| Testo della pagina |

=-=-=-=-=

L’abate
Domenico Sacchinelli fu segretario del cardinal Ruffo e lo seguì nelle sue
imprese del 1799. Nacque a Pizzoni in Calabria nel 1766 e morì a Monteleone
(oggi Vibo Valentia in Calabria) nel 1844. Pubblicò le “Memorie” nel 1836, con
osservazioni sulle opere di Cuoco, di Botta e di Colletta.
Il libro di Controcorrente contiene una
introduzione, di XLIII pagine, di Silvio Vitale.
Fabrizio Ruffo era nato a San Lucido
(provincia di Cosenza in Calabria) il 16 settembre 1744, dal duca Litterio
Ruffo e dalla principessa Giustiniana Colonna. Papa Pio VI nel 1791 lo creò
Cardinale dell’Ordine de’ Diaconi. Morì a Napoli il 13 dicembre 1827.

=-=-=-=-=

| Obiettivo del compito |
Trascrivi senza modifiche il passo del testo su Sacchinelli e il cardinal Ruffo: parti dalle parole "Fabrizio Ruffo era" e fermati dopo "13 dicembre 1827.".

[Registrazioni di posizionamento dei punti]

=-=-=-=-=

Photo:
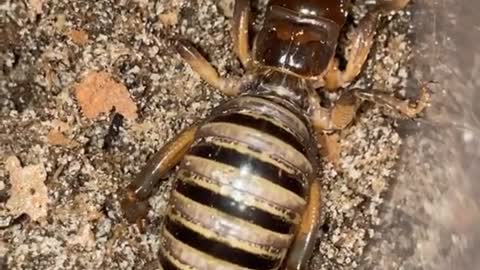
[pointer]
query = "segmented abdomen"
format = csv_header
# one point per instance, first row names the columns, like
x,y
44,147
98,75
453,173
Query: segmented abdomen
x,y
240,190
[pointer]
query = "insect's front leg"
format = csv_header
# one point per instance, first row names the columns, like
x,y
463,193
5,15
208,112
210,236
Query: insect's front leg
x,y
134,203
200,65
360,44
304,241
328,122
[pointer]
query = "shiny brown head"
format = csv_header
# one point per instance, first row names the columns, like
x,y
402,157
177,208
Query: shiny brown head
x,y
300,37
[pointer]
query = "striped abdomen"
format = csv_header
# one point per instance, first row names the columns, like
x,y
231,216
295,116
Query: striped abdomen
x,y
240,190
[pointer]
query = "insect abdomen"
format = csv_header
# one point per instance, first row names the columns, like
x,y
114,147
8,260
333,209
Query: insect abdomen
x,y
240,190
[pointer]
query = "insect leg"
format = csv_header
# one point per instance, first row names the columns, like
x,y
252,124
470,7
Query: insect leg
x,y
205,70
303,244
361,43
136,194
406,108
241,23
329,122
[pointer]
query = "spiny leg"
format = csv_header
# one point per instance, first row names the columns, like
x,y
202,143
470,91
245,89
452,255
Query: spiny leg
x,y
406,108
134,203
361,44
241,23
205,70
341,114
303,244
329,122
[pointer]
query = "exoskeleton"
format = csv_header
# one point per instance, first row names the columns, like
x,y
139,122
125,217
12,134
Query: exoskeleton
x,y
247,193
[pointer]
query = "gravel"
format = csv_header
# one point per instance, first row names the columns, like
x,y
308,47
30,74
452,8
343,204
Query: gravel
x,y
41,60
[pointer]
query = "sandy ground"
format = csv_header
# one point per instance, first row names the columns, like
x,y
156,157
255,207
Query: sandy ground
x,y
75,156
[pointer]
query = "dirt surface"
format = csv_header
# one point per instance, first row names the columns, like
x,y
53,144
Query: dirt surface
x,y
49,48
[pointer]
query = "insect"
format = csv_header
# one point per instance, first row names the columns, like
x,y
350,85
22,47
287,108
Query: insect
x,y
247,194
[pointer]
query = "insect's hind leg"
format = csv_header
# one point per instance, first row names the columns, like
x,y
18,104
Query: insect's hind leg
x,y
406,108
329,122
134,203
205,70
305,238
361,43
240,25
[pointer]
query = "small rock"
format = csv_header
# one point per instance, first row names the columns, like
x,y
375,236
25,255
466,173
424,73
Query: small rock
x,y
29,194
99,93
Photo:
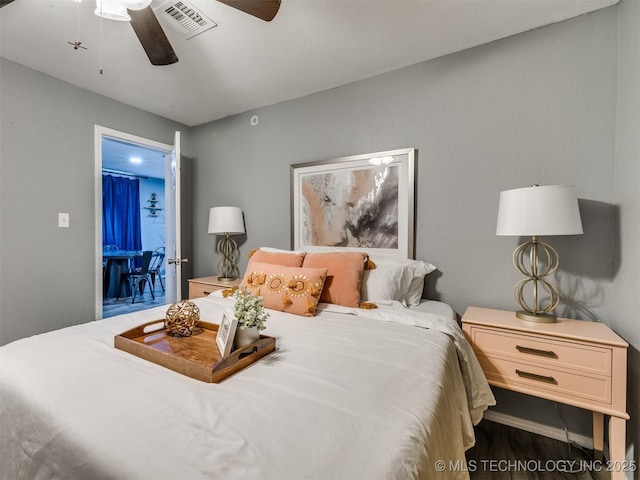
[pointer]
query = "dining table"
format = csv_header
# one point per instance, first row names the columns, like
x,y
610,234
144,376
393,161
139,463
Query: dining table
x,y
117,262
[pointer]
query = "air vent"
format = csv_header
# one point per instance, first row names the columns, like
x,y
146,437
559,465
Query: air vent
x,y
184,18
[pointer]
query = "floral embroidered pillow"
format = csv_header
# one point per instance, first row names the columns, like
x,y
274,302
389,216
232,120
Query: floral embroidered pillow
x,y
287,289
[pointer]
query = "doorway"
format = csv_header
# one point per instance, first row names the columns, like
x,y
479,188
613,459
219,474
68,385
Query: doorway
x,y
127,158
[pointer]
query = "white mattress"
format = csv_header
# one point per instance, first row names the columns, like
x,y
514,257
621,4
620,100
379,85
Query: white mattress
x,y
435,307
349,394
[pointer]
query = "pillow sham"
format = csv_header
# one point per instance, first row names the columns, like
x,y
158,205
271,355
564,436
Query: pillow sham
x,y
399,279
344,276
286,289
287,259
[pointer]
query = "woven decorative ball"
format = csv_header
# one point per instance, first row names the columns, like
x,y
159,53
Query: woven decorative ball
x,y
182,319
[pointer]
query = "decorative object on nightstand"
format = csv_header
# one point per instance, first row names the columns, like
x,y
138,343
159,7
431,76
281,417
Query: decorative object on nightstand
x,y
538,211
575,362
182,319
227,221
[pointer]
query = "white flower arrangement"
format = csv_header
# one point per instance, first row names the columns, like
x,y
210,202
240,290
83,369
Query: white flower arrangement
x,y
249,311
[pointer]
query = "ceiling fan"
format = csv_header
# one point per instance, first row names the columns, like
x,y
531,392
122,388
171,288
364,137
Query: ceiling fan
x,y
153,39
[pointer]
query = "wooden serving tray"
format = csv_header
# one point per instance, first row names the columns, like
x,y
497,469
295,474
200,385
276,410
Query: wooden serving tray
x,y
196,356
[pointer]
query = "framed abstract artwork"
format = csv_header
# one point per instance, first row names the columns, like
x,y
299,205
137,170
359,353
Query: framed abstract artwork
x,y
355,203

=-=-=-=-=

| Risultato completo |
Fabrizio Ruffo era nato a San Lucido
(provincia di Cosenza in Calabria) il 16 settembre 1744, dal duca Litterio
Ruffo e dalla principessa Giustiniana Colonna. Papa Pio VI nel 1791 lo creò
Cardinale dell’Ordine de’ Diaconi. Morì a Napoli il 13 dicembre 1827.